-------- DATA FOR PROCESSING

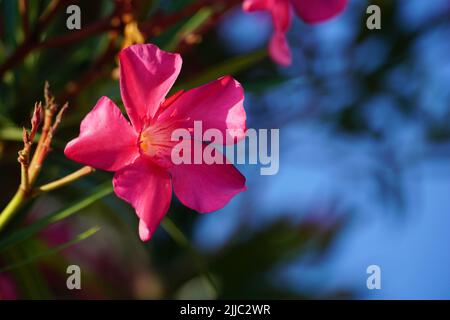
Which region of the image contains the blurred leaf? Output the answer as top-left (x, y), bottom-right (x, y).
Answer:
top-left (0, 181), bottom-right (113, 250)
top-left (172, 50), bottom-right (267, 92)
top-left (165, 7), bottom-right (213, 51)
top-left (0, 227), bottom-right (100, 273)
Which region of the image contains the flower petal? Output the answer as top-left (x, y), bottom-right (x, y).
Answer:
top-left (64, 97), bottom-right (139, 171)
top-left (119, 44), bottom-right (182, 131)
top-left (113, 157), bottom-right (172, 241)
top-left (242, 0), bottom-right (269, 12)
top-left (269, 31), bottom-right (292, 66)
top-left (292, 0), bottom-right (348, 24)
top-left (158, 76), bottom-right (246, 143)
top-left (169, 141), bottom-right (246, 213)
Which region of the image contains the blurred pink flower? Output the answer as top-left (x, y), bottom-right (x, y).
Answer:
top-left (64, 44), bottom-right (246, 241)
top-left (243, 0), bottom-right (348, 66)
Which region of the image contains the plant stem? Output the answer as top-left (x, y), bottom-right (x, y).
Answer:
top-left (32, 166), bottom-right (95, 197)
top-left (0, 188), bottom-right (26, 232)
top-left (0, 166), bottom-right (95, 233)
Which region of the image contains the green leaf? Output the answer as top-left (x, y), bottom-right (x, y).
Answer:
top-left (0, 181), bottom-right (113, 251)
top-left (0, 227), bottom-right (100, 273)
top-left (172, 50), bottom-right (267, 92)
top-left (165, 7), bottom-right (213, 51)
top-left (161, 216), bottom-right (219, 296)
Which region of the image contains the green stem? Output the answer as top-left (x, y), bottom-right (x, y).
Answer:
top-left (0, 188), bottom-right (26, 232)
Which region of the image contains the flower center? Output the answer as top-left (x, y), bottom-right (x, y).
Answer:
top-left (139, 123), bottom-right (177, 167)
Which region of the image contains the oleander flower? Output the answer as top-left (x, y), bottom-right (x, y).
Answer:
top-left (64, 44), bottom-right (246, 241)
top-left (243, 0), bottom-right (348, 66)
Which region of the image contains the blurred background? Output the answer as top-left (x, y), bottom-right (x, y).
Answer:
top-left (0, 0), bottom-right (450, 299)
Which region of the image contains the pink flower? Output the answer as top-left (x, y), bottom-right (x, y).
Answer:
top-left (64, 44), bottom-right (246, 241)
top-left (243, 0), bottom-right (347, 66)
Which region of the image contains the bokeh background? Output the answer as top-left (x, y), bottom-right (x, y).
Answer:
top-left (0, 0), bottom-right (450, 299)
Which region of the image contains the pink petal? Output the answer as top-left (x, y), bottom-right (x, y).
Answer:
top-left (242, 0), bottom-right (269, 12)
top-left (269, 31), bottom-right (292, 66)
top-left (292, 0), bottom-right (348, 24)
top-left (158, 76), bottom-right (246, 143)
top-left (119, 44), bottom-right (182, 131)
top-left (113, 157), bottom-right (172, 241)
top-left (64, 97), bottom-right (139, 171)
top-left (169, 141), bottom-right (246, 213)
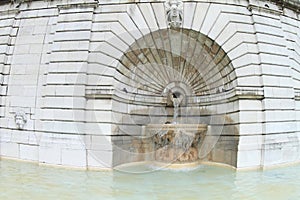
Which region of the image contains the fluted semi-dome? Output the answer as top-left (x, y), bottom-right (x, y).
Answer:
top-left (118, 29), bottom-right (236, 100)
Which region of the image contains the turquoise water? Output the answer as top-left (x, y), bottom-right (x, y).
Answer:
top-left (0, 160), bottom-right (300, 200)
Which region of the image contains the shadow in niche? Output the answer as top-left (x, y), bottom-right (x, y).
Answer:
top-left (112, 29), bottom-right (238, 169)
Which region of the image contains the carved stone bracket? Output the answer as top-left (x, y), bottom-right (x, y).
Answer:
top-left (15, 110), bottom-right (27, 129)
top-left (165, 0), bottom-right (183, 28)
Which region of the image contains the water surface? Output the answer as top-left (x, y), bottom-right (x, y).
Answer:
top-left (0, 160), bottom-right (300, 200)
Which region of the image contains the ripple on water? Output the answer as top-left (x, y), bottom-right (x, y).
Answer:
top-left (0, 160), bottom-right (300, 200)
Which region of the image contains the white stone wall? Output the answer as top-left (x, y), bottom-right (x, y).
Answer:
top-left (0, 0), bottom-right (300, 168)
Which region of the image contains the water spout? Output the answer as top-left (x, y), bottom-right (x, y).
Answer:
top-left (171, 93), bottom-right (183, 124)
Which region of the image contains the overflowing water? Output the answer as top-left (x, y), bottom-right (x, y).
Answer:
top-left (0, 160), bottom-right (300, 200)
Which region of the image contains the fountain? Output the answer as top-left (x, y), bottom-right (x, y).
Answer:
top-left (146, 90), bottom-right (207, 164)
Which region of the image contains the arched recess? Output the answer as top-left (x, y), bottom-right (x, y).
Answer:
top-left (112, 29), bottom-right (238, 166)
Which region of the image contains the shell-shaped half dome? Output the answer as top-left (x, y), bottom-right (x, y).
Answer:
top-left (118, 29), bottom-right (236, 103)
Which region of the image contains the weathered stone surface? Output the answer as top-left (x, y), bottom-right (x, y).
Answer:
top-left (0, 0), bottom-right (300, 168)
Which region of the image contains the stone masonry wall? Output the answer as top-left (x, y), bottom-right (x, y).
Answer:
top-left (0, 0), bottom-right (300, 168)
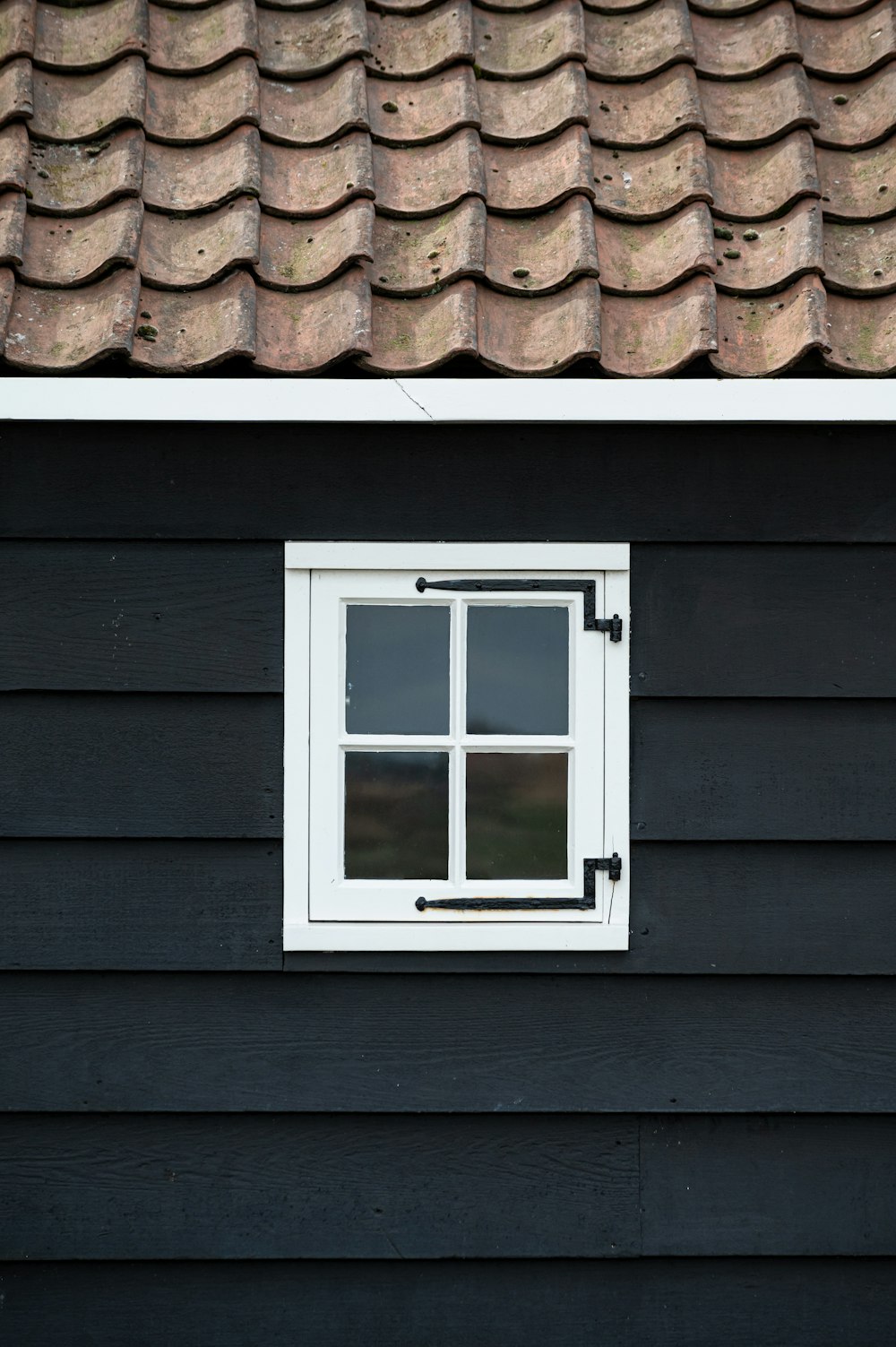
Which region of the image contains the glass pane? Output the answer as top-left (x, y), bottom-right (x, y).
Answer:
top-left (466, 603), bottom-right (570, 734)
top-left (345, 753), bottom-right (449, 879)
top-left (466, 753), bottom-right (569, 879)
top-left (345, 603), bottom-right (452, 734)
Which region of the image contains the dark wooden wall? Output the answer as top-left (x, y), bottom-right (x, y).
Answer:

----------------

• [SHORT TASK]: How many lines of the data above contain the string "leaf"? Reply with the number alone.

• [OUTPUT]: 2